■ SOURCE DOCUMENT ■
Hello Stef,

Stef Walter [2017-01-04 16:56 +0100]:
> This is pretty cool. And the experience has gotten you familiar with all
> sorts of details already.

Right, that's mostly why I went the manual route, for the learning exercise;
and TBH I'm also a bit of a control freak, I don't like libvirt or vagrant
much: they sloppily copy huge images around in triplicate, it's not obvious
which things are running (e. g. "virsh list" doesn't show vagrant VMs) or how
to clean up behind them, they try to be too magic for my taste (but then e. g.
its promised folder sync doesn't work with the libvirt/qemu provider), and it's
relying on some third-party images.

> My question is whether you've tried 'vagrant up' in a cockpit git checkout
> ... and whether that solves the same issue ... or is hopelessly broken :D

I've tried vagrant by itself and quickly ran into some issues, so TBH I didn't
try it with cockpit yet -- but doing that is still on my list. It would
certainly be a more "standard" way to create dev VMs, so I want to give it a
proper shot.

■ RECORDED DATA ■
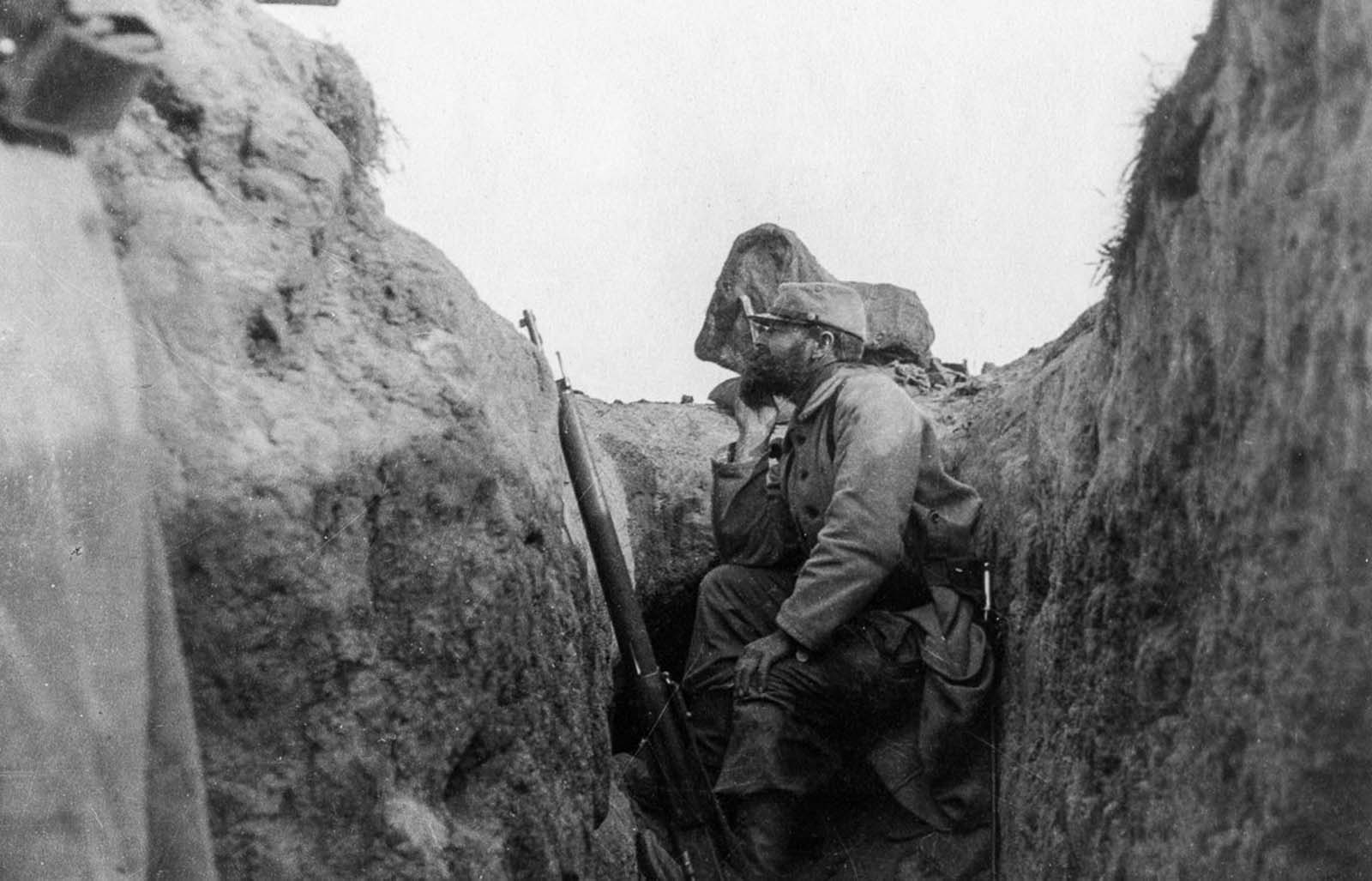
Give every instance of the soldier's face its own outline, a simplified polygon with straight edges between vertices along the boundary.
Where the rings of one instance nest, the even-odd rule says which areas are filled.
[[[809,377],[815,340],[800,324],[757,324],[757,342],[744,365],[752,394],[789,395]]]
==
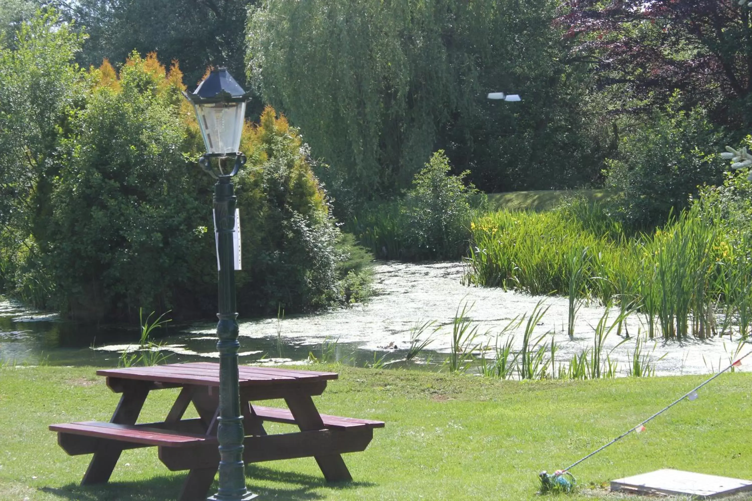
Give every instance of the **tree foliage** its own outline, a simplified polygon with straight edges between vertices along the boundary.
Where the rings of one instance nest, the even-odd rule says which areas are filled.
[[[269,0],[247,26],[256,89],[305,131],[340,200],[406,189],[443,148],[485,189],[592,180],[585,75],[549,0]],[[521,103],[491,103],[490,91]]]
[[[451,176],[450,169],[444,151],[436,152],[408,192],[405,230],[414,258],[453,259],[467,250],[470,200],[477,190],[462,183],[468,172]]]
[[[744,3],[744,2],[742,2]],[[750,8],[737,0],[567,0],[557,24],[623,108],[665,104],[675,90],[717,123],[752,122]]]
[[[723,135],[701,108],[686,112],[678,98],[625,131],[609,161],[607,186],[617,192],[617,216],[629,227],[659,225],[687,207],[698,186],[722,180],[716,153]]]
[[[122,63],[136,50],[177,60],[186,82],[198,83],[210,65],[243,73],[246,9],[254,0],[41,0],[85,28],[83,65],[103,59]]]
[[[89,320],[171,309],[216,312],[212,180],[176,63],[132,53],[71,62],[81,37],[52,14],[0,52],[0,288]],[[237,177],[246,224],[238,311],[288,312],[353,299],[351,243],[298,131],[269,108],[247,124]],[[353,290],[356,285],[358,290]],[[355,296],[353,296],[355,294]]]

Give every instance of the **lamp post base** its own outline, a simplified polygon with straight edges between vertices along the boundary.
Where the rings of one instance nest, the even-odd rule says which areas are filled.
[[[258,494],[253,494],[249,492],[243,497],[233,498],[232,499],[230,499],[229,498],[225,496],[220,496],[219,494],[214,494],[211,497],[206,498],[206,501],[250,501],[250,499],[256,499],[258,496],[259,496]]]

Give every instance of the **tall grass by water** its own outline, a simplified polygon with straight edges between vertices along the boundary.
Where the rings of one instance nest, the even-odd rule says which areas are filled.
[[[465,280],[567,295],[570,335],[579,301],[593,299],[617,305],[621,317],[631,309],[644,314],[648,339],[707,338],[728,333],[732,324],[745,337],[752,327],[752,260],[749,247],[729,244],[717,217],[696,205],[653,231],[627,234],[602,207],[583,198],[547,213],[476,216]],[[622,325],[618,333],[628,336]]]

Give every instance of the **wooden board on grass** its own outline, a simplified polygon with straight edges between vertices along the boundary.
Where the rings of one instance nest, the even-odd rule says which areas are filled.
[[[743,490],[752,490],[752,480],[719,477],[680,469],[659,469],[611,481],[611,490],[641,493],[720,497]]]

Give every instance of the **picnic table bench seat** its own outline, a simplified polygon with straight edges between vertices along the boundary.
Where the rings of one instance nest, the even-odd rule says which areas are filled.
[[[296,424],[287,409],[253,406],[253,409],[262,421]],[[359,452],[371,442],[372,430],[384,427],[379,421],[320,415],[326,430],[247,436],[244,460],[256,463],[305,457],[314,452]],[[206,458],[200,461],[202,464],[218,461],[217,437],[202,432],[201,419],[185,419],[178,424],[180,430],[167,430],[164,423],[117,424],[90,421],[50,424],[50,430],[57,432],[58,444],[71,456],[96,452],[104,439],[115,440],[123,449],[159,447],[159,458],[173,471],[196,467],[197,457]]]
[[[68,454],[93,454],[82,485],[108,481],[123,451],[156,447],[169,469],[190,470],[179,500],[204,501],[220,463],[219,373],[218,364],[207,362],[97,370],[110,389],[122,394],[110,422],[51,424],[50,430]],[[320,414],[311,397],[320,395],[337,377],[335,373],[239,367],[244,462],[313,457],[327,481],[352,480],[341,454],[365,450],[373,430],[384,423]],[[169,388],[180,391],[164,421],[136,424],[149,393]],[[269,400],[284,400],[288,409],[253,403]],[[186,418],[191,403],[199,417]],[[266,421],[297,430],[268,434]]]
...
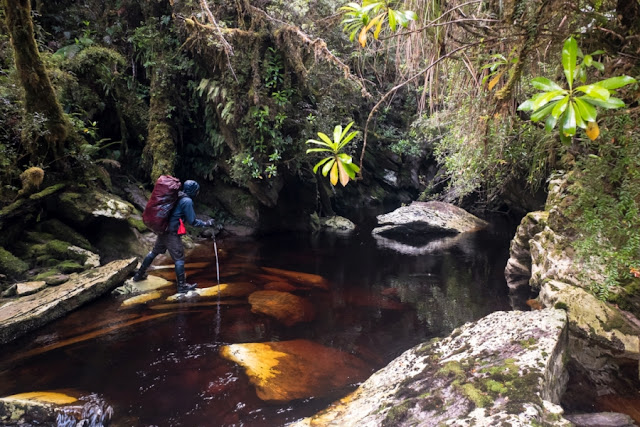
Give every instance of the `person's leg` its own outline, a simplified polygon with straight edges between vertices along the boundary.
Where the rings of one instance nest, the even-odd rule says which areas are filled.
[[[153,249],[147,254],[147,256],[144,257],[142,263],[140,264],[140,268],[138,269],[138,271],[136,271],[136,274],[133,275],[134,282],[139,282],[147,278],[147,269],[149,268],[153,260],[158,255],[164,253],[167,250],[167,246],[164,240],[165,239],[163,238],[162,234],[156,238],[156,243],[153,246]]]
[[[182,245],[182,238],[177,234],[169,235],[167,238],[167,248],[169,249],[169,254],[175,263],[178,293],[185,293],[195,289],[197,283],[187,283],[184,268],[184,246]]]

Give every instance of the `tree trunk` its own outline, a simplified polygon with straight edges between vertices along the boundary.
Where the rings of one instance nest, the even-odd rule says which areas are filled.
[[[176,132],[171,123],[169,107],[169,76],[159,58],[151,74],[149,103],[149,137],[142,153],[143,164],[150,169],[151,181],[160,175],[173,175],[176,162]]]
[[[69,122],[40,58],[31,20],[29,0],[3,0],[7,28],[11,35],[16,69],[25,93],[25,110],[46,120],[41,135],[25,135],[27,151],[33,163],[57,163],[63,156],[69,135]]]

■ TASK TO COMPLETE ■
Continue the email about trying vagrant for cockpit development VMs, picking up right after its final sentence.

■ EXERCISE RESULT ■
The currently specified RAM size can't possibly have worked anytime recent for
running the tests (it needs about 6 GiB RAM, 1 GiB will fall over really fast),
lacks all of the build/test deps, and uses F24, so I guess this has only been
used to run cockpit itself, not for running any of its tests?

Thanks,

Martin
-- 
Martin Pitt                        | http://www.piware.de
Ubuntu Developer (www.ubuntu.com)  | Debian Developer  (www.debian.org)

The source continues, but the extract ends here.